5 de mayo de 2008

Se me acusa con frecuencia (y cierto fundamento, à quoi bon le nier) de ser un idealista y un romántico impenitente, y detecto en el comentario cierto aire de reproche, como si fuese algo a evitar. Esto es algo que no me gusta nada, diría que incluso me molesta. Aunque, por otra parte, siendo sincero, reconozco que quienes me lo echan en cara tienen al cierta parte razón.

Ahora que vuelvo de pasar unos días con amigos en la playa podría dedicar este post hacer glosas del dolce far niente al que nos hemos dedicado con ahínco, y quizá es lo que algunos de mis fieles lectores esperan, pero no me apetece porque, pese a haberlo disfrutado, no ha sido eso lo más importante de este viaje.

* **REGISTROS MOSTRADOS**

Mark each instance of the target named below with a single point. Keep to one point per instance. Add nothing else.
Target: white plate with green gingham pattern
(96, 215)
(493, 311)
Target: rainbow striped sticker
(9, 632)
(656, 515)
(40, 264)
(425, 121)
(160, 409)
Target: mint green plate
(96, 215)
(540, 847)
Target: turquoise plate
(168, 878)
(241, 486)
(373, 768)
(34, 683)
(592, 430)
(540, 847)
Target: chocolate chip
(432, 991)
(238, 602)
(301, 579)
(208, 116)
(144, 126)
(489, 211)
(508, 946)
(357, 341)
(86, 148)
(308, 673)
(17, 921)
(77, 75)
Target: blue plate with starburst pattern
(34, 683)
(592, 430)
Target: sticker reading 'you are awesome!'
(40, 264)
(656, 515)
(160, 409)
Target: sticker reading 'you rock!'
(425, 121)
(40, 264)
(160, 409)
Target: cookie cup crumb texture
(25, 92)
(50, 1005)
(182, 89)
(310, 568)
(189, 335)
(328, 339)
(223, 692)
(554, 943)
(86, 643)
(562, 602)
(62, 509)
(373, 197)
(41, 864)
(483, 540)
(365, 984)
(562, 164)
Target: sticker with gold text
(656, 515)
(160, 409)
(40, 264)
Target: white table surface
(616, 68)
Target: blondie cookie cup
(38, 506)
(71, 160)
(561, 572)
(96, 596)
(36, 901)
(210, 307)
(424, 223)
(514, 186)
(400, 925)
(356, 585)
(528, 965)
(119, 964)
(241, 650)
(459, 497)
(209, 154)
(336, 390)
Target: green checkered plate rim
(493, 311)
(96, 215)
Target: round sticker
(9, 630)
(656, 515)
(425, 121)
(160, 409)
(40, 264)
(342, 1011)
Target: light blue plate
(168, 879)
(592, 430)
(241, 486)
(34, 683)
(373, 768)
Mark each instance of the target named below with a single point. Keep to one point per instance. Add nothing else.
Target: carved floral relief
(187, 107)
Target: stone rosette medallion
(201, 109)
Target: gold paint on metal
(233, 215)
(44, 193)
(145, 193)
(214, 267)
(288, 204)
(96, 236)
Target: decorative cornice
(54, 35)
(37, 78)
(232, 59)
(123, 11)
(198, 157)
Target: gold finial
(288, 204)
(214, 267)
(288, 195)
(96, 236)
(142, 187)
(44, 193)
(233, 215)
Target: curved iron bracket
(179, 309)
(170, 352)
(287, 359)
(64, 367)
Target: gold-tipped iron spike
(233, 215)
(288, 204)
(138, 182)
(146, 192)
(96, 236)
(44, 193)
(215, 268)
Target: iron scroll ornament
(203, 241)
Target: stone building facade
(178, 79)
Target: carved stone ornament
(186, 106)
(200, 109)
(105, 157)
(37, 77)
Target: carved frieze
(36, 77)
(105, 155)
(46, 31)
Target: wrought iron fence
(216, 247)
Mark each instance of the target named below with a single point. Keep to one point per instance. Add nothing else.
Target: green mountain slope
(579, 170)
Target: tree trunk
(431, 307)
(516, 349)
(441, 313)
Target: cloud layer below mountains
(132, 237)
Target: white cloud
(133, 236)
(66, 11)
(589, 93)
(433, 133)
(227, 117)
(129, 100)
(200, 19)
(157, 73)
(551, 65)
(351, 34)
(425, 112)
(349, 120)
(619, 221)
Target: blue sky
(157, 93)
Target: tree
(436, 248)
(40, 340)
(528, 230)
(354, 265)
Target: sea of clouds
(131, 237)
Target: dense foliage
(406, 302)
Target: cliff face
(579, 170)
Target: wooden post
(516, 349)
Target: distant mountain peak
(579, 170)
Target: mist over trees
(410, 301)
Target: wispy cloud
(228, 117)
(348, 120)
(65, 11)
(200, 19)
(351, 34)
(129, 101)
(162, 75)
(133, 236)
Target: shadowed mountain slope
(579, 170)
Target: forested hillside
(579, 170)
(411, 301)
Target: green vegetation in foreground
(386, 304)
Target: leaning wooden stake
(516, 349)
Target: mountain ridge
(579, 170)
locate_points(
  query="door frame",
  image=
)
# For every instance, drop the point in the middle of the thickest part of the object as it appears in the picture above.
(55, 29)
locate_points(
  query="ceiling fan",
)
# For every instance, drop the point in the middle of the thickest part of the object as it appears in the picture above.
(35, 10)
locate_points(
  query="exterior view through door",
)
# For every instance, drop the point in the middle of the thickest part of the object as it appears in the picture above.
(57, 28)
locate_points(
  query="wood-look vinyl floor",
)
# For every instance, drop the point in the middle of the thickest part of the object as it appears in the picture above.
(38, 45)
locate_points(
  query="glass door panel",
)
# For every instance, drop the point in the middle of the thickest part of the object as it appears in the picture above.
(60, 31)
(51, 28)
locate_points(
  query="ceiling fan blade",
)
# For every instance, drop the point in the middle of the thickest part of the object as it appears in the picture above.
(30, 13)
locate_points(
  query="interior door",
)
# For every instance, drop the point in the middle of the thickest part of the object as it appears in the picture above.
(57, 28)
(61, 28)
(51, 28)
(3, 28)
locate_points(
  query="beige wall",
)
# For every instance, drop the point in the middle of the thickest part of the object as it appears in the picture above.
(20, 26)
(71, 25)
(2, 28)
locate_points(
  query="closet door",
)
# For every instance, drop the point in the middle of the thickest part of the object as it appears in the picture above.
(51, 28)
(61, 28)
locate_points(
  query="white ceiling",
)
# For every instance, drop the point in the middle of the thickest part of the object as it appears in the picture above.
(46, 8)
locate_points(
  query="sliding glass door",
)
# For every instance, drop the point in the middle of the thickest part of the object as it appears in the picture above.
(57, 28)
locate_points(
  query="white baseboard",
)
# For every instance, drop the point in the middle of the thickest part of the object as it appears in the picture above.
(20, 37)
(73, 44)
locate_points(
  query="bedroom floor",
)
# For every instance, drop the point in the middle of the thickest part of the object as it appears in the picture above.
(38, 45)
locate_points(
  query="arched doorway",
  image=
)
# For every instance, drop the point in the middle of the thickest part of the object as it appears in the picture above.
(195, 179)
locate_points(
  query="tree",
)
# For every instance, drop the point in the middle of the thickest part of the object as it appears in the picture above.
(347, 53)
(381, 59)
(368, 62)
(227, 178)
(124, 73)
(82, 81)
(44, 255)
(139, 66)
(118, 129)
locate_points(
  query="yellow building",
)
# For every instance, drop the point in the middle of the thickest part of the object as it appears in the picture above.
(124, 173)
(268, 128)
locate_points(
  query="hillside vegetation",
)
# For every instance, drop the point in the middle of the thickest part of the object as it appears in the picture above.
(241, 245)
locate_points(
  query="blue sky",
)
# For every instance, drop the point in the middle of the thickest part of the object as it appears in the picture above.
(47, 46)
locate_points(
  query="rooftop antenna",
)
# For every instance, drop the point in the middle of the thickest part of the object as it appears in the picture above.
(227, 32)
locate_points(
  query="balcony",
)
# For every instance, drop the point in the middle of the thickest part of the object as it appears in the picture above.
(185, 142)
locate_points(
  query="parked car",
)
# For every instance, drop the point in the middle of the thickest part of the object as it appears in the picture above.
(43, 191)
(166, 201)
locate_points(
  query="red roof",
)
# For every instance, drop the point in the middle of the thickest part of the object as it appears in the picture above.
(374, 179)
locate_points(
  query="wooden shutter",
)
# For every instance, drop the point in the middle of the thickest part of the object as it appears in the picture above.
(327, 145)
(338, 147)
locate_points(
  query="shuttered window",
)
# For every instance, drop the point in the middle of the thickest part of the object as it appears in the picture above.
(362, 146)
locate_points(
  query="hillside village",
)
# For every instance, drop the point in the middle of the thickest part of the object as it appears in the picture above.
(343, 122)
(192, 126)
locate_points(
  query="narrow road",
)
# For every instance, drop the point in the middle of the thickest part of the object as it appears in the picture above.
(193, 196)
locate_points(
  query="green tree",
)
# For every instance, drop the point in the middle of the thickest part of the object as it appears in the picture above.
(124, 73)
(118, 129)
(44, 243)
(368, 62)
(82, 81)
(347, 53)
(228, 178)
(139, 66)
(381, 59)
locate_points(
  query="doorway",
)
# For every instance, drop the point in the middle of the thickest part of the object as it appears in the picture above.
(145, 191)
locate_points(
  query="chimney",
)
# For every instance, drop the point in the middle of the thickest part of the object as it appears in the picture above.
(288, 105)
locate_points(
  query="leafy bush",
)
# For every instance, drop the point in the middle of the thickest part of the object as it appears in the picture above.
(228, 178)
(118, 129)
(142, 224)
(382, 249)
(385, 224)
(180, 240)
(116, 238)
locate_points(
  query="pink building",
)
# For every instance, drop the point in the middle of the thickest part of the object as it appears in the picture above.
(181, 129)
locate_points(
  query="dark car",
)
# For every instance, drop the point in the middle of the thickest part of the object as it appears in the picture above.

* **PROBLEMA A RESOLVER**
Por favor, indica de qué se acusa con frecuencia a quien escribe el documento. Los registros no hacen falta.

* **RESPUESTA AL EJERCICIO**
De ser un idealista y un romántico impenitente.